▶ _Aim of the exercise_:
Put each line of the material below into a Markdown table with the columns "Row" and "Line", numbering the rows in order and leaving out any blank lines.

** START Data extract **

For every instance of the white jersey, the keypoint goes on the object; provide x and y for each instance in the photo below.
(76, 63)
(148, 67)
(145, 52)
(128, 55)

** END Data extract **

▶ _Answer to the exercise_:
| Row | Line |
|---|---|
| 1 | For every instance of the white jersey, the keypoint goes on the object; provide x and y for each instance in the photo below. |
| 2 | (76, 63) |
| 3 | (148, 67) |
| 4 | (145, 52) |
| 5 | (128, 55) |